** start GIVEN INFORMATION **

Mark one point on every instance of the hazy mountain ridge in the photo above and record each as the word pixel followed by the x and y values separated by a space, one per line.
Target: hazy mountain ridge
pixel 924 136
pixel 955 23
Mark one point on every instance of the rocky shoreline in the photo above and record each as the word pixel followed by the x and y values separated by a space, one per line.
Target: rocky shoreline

** end GIVEN INFORMATION **

GIVEN INSTRUCTION:
Return each of the lines above verbatim, without any alteration.

ANSWER BELOW:
Mark one point on every instance of the hazy mountain ridge in the photo above and record each as the word pixel followed by the x and y values separated by a space, one per line.
Target: hazy mountain ridge
pixel 924 136
pixel 955 23
Mark one point on every instance of the rocky shoreline in the photo above and record each as the word pixel followed by the x and y values separated by a space, one per line.
Target: rocky shoreline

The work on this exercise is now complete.